Work instruction —
Scan the records for lines with the word "baby", and copy every such line.

Source data —
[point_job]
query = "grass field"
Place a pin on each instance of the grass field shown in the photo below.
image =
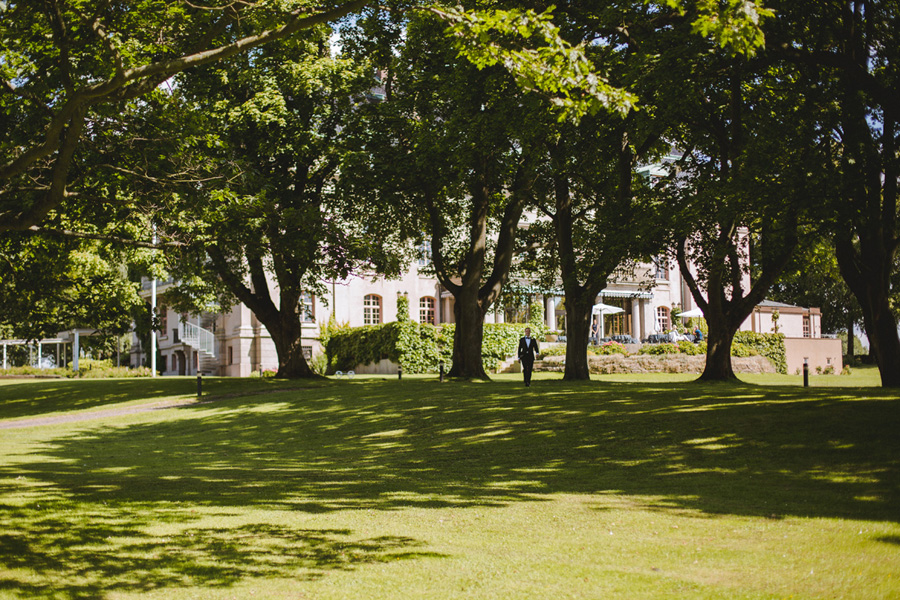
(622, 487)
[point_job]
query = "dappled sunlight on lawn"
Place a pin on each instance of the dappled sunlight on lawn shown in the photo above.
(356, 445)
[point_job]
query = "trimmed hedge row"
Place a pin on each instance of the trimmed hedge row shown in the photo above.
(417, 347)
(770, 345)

--

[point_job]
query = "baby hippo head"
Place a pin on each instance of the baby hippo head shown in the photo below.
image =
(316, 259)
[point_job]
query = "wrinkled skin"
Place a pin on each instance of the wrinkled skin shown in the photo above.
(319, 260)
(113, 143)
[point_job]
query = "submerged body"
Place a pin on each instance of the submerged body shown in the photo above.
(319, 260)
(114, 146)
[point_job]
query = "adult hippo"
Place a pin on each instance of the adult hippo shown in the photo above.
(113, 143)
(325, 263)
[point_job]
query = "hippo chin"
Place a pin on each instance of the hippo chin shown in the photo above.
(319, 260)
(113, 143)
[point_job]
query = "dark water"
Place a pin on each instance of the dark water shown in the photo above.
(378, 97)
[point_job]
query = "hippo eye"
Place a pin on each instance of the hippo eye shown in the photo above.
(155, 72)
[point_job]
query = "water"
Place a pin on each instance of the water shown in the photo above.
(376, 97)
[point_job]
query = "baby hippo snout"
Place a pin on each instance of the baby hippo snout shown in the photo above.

---

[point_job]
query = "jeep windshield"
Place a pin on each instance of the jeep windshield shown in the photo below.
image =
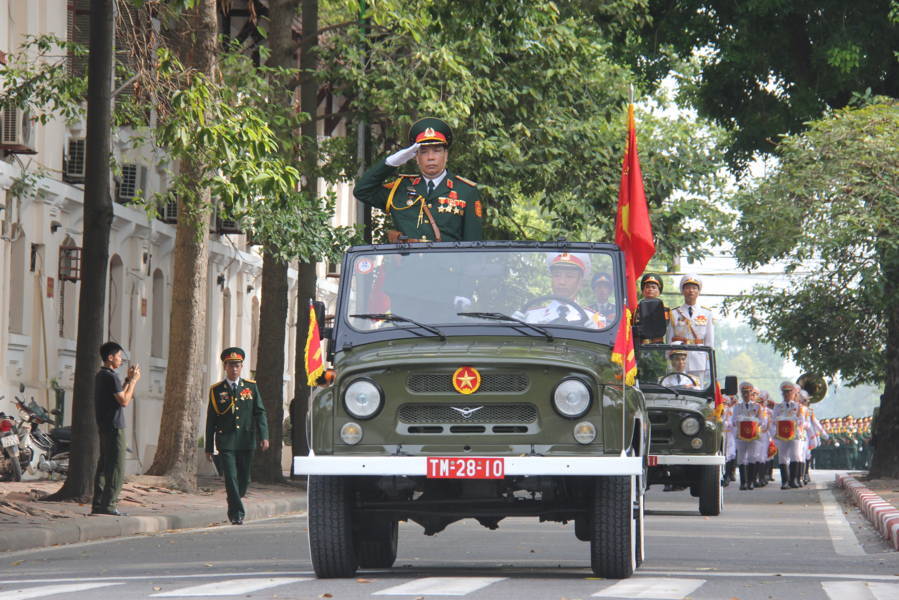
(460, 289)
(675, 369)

Completed task —
query = "baby hippo head"
Place a pin on each instance of the baby hippo head shown in the photo below.
query = "baby hippo snout"
Place a pin on each instance of the baby hippo snout shown in the photo above.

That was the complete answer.